**DOCUMENT PASSAGE:**
BEGIN

Initially, we address a procedural question raised by the district, namely whether the present request is a valid information request under the Public Information Act (the "Act") when the requestor seeks copies of information but does not specify a mailing address. As a hyper-technical reading of the Act does not effectuate its purpose, a written communication that reasonably can be judged to be a request for public information constitutes a request for information under the Act. See Open Records Decision Nos. 497 at 3 (1988), 44 at 2 (1974). In this regard, we note that a request for information need not refer to the Act or be addressed to the officer for public information. Id. Additionally, a request for information need not specify a return address. See Gov't Code § 552.301. Thus, as we find the present request to be a valid information request under the Act, we turn now to the district's arguments for the submitted information.(1)
You represent that the requested information that you have submitted as Attachment C was at issue in a previous ruling from this office, Open Records Letter No. 2002-1877 (2002). In this ruling, this office determined that the district must withhold certain information from disclosure under section 552.110(b) of the Government Code. You further represent that the information in Attachment C is the precise information this office determined to be excepted from disclosure under section 552.110(b) in Open Records Letter No. 2002-1877 (2002). Thus, assuming the four criteria for a "previous determination" established by this office in Open Records Decision No. 673 (2001) have been met, the district must withhold Attachment C from disclosure in accordance with Open Records Letter No. 2002-1877 (2002).(2)
The remaining information submitted as Attachment D is subject to section 552.022(a)(18). As such, the information is public unless it is made confidential by other law. You claim that the release of Attachment D may implicate a third party's privacy interests. Section 552.305, which you reference, is not an exception to the disclosure of information under the Act. Rather, section 552.305 permits a governmental body to rely on an interested third party to raise and explain the applicability of exceptions in the Act in certain circumstances. See Gov't Code § 552.305 (permitting interested third party to submit to attorney general reasons why requested information should not be released); Open Records Decision No. 542 (1990). This office has not received any communication from an interested third party. However, section 552.101 of the Government Code, which excepts from disclosure information made confidential by law, encompasses the doctrines of common-law and constitutional privacy. See Industrial Found. v. Texas Indus. Accident Bd., 540 S.W.2d 668, 685 (Tex. 1976), cert. denied, 430 U.S. 931 (1977). Common-law privacy protects information if (1) the information contains highly intimate or embarrassing facts the publication of which would be highly objectionable to a reasonable person, and (2) the information is not of legitimate concern to the public. Id. The type of information considered intimate and embarrassing by the Texas Supreme Court in Industrial Foundation included information relating to sexual assault, pregnancy, mental or physical abuse in the workplace, illegitimate children, psychiatric treatment of mental disorders, attempted suicide, and injuries to sexual organs. 540 S.W.2d at 683.

END

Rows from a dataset

BEGIN

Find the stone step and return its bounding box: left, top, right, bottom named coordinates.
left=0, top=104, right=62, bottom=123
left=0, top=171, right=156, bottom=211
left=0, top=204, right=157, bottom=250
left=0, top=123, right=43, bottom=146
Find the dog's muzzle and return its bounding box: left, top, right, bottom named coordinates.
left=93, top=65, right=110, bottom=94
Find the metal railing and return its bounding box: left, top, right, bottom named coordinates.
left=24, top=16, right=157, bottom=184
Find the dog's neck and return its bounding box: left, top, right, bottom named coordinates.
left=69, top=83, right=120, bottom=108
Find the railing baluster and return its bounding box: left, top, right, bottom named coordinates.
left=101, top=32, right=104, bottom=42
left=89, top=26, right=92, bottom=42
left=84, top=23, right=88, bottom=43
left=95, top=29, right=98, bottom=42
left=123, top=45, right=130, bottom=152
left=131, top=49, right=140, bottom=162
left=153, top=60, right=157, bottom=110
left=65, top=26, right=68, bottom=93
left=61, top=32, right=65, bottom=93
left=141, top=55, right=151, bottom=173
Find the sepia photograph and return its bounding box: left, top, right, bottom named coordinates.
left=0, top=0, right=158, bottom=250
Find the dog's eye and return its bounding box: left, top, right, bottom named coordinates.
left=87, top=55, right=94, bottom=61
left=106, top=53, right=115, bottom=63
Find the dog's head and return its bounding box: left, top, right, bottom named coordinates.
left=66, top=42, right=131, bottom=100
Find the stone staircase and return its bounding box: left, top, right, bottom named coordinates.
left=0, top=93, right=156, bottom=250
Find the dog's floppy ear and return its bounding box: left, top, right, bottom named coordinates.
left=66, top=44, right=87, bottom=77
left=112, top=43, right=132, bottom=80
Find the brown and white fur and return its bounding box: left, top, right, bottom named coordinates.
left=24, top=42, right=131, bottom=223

END

**REQUIREMENTS:** In one to three sentences, explain why the Public Information Act ruling finds the request valid even though the requestor gave no mailing address. Rely only on the Public Information Act ruling for this, not on the rows.

**WRITTEN RESPONSE:** A hyper-technical reading of the Act would not serve its purpose, so any written communication that can reasonably be judged a request for public information counts as one. A request also does not have to cite the Act, be addressed to the officer for public information, or specify a return address.